§ **Detectievoorbeelden**
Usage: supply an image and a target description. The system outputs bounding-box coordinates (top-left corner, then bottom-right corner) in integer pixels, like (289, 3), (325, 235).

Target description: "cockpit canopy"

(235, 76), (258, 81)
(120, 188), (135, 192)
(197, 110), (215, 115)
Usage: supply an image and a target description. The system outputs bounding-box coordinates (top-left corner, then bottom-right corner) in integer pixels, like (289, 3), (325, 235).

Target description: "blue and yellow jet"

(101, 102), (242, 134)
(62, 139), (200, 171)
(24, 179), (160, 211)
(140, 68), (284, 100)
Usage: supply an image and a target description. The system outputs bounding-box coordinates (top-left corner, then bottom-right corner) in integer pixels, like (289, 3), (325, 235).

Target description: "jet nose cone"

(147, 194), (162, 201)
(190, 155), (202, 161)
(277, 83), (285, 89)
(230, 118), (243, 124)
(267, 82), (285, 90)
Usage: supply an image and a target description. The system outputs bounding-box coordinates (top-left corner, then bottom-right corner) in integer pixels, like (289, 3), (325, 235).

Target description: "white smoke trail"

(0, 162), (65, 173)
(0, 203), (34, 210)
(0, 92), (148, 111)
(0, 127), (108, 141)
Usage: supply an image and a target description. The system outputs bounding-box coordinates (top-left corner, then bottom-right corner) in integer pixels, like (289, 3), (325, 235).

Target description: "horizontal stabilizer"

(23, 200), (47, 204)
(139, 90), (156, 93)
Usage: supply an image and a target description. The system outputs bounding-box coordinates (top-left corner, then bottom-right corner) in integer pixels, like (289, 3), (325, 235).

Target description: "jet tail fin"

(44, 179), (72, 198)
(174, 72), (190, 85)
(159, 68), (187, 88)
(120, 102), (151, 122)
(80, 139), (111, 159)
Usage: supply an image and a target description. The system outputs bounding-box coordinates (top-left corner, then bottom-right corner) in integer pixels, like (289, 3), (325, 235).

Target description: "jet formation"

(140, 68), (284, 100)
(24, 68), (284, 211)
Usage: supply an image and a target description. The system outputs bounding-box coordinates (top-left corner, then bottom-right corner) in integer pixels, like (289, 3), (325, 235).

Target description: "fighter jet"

§ **Opdrachtgegevens**
Schrijf de records opnieuw uit, te beginnen bij het begin en eindigend bij de regel met "(267, 82), (285, 90)", verzoeken inbegrepen, en vermenigvuldig daarbij alle kadercoördinaten in de antwoorden met 1,15, afgerond op hele getallen met helften naar boven. De coördinaten in de gebruiksinstructies en de doelomschrijvingen blijven ongewijzigd.

§ **Juist resultaat**
Usage: supply an image and a target description. The system outputs bounding-box coordinates (top-left corner, then bottom-right corner) in integer pixels, like (289, 3), (325, 235).

Target description: "cockpit canopy"

(270, 87), (297, 93)
(138, 216), (155, 221)
(227, 127), (247, 132)
Usage: supply an image and a target description. The system outputs bounding-box coordinates (top-left corner, then bottom-right corner) in integer pixels, like (289, 3), (325, 235).

Target description: "blue and yellow jet"

(116, 117), (278, 154)
(71, 160), (230, 197)
(28, 206), (184, 243)
(161, 78), (327, 115)
Usage: supply an image and a target description. The system outputs bounding-box coordinates (top-left corner, then bottom-right corner) in integer pixels, like (289, 3), (325, 235).

Target description: "jet nose cone"

(169, 223), (186, 231)
(219, 178), (232, 185)
(319, 95), (328, 102)
(265, 136), (279, 143)
(307, 94), (328, 104)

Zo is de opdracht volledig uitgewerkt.